- [DIRECTIONS]: Which lines of the records below contain the string "black"? Report each of them.

(Stored items)
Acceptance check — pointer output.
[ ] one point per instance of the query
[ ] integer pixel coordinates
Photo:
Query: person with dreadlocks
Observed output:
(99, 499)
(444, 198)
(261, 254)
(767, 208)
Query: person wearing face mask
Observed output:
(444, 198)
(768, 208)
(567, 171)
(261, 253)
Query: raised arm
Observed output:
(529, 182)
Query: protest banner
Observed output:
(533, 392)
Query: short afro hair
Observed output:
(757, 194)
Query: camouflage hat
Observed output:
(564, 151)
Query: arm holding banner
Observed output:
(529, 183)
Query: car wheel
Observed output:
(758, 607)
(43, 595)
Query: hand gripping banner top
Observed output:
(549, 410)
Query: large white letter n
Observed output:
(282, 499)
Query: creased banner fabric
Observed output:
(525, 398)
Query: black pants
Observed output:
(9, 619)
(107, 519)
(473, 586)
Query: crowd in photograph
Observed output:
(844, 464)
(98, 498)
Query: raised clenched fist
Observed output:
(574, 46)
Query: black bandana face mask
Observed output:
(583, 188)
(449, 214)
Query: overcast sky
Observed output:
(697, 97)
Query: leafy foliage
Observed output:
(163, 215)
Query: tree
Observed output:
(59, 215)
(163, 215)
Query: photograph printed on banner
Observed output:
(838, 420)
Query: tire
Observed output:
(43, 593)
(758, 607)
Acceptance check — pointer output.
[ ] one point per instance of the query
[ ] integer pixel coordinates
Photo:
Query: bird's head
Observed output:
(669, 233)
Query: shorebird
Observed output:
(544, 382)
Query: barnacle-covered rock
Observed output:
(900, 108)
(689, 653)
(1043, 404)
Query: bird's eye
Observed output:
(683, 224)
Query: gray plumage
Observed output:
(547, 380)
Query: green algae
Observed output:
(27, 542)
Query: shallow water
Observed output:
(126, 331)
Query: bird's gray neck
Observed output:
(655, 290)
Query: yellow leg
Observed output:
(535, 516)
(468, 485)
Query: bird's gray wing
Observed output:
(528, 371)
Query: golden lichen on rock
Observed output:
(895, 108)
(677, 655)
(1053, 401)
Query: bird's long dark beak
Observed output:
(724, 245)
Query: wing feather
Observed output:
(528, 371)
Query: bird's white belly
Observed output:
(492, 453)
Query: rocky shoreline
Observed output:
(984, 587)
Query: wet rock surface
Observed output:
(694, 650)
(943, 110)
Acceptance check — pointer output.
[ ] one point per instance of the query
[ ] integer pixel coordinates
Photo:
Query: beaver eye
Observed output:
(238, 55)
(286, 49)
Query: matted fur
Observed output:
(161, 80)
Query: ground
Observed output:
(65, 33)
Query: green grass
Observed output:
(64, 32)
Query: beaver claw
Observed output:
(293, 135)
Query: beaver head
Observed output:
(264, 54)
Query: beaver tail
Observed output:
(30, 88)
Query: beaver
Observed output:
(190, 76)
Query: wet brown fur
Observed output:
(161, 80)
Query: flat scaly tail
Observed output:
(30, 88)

- [TASK RESPONSE]:
Query: black pants
Query: black bandana face mask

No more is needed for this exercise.